The task: Revise the items from the line containing "Could you point out the church facade" up to and including the last line of the items, replacing "church" with "chapel" and leaving all else unchanged.

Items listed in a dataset
◇ ◇ ◇ ◇ ◇ ◇ ◇
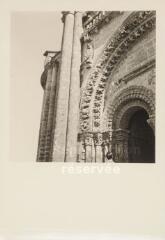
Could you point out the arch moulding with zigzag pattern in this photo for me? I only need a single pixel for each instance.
(92, 95)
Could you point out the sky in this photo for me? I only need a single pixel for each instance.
(32, 33)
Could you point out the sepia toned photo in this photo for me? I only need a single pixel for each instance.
(82, 120)
(99, 89)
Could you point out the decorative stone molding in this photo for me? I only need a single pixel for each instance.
(65, 13)
(126, 102)
(151, 122)
(132, 29)
(96, 20)
(51, 58)
(88, 56)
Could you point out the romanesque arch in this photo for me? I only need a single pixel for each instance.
(131, 102)
(92, 96)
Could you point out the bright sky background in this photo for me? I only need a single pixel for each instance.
(32, 33)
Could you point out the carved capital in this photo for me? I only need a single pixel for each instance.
(151, 122)
(65, 13)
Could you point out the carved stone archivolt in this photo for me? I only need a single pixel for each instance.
(126, 103)
(135, 26)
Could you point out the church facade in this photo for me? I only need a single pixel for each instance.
(99, 89)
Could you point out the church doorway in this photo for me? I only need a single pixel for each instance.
(141, 139)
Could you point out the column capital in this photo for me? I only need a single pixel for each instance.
(151, 121)
(65, 13)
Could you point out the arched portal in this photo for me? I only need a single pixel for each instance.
(131, 120)
(141, 140)
(133, 138)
◇ ◇ ◇ ◇ ◇ ◇ ◇
Written solution:
Could you point out the chapel facade in this photo for me? I only need a single pixel for each instance.
(99, 89)
Could you point out the chapel doorway in this photo for me? I only need a single pixel for each instance.
(141, 139)
Could you point out the column capital in this photo for me? I only need a single pixel for each instance.
(151, 121)
(65, 13)
Could you point out the arched portal in this photo for me? I only need a single pixel for each instance.
(131, 120)
(141, 140)
(133, 138)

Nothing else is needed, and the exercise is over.